◆ **Work request**
Nothing but a number should be given: how many lines in the entries below include the string "stainless".

○ ○ ○ ○ ○

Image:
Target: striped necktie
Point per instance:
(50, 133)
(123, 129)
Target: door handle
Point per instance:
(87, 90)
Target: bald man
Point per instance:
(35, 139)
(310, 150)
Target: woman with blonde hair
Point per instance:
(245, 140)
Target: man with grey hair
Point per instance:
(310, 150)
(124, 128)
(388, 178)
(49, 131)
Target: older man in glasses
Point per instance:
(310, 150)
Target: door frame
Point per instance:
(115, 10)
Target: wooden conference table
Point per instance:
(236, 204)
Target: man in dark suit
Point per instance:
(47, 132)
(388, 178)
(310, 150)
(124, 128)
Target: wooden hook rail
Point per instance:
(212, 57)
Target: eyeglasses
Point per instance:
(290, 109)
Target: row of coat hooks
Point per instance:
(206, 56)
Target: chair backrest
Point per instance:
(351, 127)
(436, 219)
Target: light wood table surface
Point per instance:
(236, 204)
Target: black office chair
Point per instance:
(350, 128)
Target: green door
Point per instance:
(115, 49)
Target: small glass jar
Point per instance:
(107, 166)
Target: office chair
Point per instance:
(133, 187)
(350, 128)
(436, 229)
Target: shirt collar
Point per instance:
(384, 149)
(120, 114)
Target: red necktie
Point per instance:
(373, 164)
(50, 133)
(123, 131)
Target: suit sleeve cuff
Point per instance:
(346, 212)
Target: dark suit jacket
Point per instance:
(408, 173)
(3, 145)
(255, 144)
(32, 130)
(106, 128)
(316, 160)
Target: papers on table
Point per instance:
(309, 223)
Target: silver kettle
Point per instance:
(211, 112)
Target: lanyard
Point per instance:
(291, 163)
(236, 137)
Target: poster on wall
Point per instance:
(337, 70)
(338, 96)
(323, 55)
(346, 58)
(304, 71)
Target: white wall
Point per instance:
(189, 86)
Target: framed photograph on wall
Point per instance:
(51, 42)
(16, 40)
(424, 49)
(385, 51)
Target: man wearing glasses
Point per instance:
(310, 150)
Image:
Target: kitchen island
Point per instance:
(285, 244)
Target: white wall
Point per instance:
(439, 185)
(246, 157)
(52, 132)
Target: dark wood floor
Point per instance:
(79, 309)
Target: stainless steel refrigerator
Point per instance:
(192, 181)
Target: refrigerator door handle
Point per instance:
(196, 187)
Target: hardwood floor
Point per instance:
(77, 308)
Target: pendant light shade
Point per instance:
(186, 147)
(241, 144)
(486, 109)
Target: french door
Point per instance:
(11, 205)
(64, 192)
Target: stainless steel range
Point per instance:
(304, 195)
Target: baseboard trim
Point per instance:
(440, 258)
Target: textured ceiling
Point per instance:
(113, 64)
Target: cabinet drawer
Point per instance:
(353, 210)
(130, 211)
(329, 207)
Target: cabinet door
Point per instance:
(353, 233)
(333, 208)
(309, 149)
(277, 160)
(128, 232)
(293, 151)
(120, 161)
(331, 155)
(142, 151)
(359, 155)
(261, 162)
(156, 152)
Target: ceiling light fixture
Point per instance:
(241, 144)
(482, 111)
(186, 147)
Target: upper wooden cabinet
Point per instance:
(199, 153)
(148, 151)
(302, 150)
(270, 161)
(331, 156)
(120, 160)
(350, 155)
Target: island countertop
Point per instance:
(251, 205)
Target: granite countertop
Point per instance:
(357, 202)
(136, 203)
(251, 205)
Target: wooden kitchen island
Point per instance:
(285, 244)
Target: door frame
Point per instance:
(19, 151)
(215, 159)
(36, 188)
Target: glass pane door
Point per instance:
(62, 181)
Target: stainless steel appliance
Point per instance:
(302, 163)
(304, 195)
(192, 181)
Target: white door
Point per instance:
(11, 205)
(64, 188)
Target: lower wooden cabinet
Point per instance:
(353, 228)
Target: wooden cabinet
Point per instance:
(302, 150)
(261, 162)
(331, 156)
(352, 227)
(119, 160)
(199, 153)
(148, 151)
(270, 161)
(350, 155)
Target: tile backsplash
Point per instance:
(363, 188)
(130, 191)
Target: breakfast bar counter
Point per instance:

○ ○ ○ ○ ○

◆ **Exercise response**
3